··· KUTIPAN PILIHAN ···

Kuba Tangkap Dua Tokoh Oposisi yang Dibebaskan Vatikan

- Mahkamah Agung Kuba menangkap kembali Jose Daniel Ferrer (54) dan Felix Navarro (72) setelah pembebasan mereka pada Januari lalu.
- Penangkapan terjadi karena melanggar ketentuan pembebasan bersyarat dan menjalin hubungan dengan kepala misi Amerika Serikat.
- Pembebasan mereka merupakan hasil kesepakatan yang dimediasi Vatikan, tetapi dianggap sebagai sandiwara publisitas oleh Ferrer.
Jakarta, IDN Times - Mahkamah Agung Kuba menangkap kembali dua tokoh oposisi terkemuka, Jose Daniel Ferrer (54) dan Felix Navarro (72) pada Selasa (29/4/2025). Keduanya baru dibebaskan pada Januari lalu melalui kesepakatan yang dimediasi oleh mendiang Paus Fransiskus dan Vatikan.
Mereka merupakan bagian dari kesepakatan pembebasan 553 tahanan yang dilaksanakan Kuba. Maricela Sosa, Wakil Mahkamah Agung Kuba, menyatakan bahwa keduanya ditangkap karena melanggar ketentuan pembebasan bersyarat.
"Selain gagal mematuhi ketentuan pembebasan bersyarat, mereka adalah orang yang menyerukan kekacauan dan tidak menghormati otoritas serta memelihara hubungan dengan kepala misi Amerika Serikat," ujarnya, dilansir Al Jazeera.
Penangkapan ini terjadi hanya beberapa hari setelah pemakaman Paus Fransiskus yang meninggal dunia pada 21 April 2025 di usia 88 tahun. Peristiwa ini langsung memicu kecaman dari AS dan berbagai organisasi hak asasi manusia internasional.
1. Dituduh melanggar ketentuan pembebasan bersyarat
Pengadilan tertinggi Kuba menuduh Ferrer tidak menghadiri dua sidang wajib pengadilan setelah pembebasannya. Menurut Sosa, Ferrer bahkan terang-terangan mengumumkan di media sosial bahwa ia tidak akan hadir di hadapan otoritas peradilan. Ferrer sendiri berpendapat bahwa dirinya tidak seharusnya dipenjara sejak awal sehingga tidak perlu mengikuti persidangan tersebut, dilansir Strait Times.
Sementara untuk Navarro, pengadilan menuduhnya telah meninggalkan kota tempat tinggalnya tujuh kali tanpa izin hakim. Aktivitas ini dianggap sebagai pelanggaran terhadap ketentuan pembebasan bersyarat. Keduanya juga dituduh menjalin hubungan dengan kepala misi AS di Kuba, Mike Hammer, yang menjabat sejak November 2024.

··· DATA TEREKAM ···

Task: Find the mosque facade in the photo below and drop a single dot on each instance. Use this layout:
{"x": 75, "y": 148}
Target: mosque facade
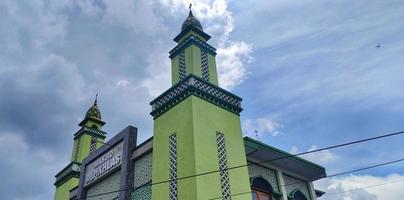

···

| TUGAS LATIHAN |
a) Menurut berita tentang penangkapan tokoh oposisi Kuba, berapa kali Navarro dituduh meninggalkan kota tempat tinggalnya tanpa izin hakim?
b) Lanjutkan berita tentang penangkapan tokoh oposisi Kuba, dimulai setelah kalimat terakhirnya.
Materi tersebut diambil dari sumber yang berbeda dengan berita tentang penangkapan tokoh oposisi Kuba.

| KUNCI JAWABAN |
a) Tujuh kali.

b)
Ana Belkis Ferrer Garcia, saudara perempuan Ferrer yang tinggal di AS, melaporkan bahwa pasukan keamanan menggerebek markas Persatuan Patriotik Kuba (UNPACU) yang didirikan saudaranya. Ferrer, istri, anak, dan beberapa aktivis lain ditahan. Istri dan putra Ferrer kemudian dibebaskan setelah beberapa jam, namun keberadaan Ferrer sendiri belum diketahui.
2. Pembebasan dimediasi oleh Vatikan
Pembebasan Ferrer dan Navarro merupakan hasil kesepakatan yang dimediasi Vatikan. Sebagai bagian dari perjanjian tersebut, eks Presiden AS Joe Biden sempat mengeluarkan Kuba dari daftar negara pendukung terorisme.
Namun, keputusan Biden dibatalkan ketika Donald Trump menjadi presiden pada 20 Januari 2025. Trump langsung mengembalikan Kuba ke daftar tersebut keesokan harinya.
Pada Maret lalu, Kuba mengumumkan telah menyelesaikan kewajibannya dalam perjanjian dengan membebaskan 553 orang. Kritikus pemerintah Kuba menyebut mereka sebagai tahanan politik.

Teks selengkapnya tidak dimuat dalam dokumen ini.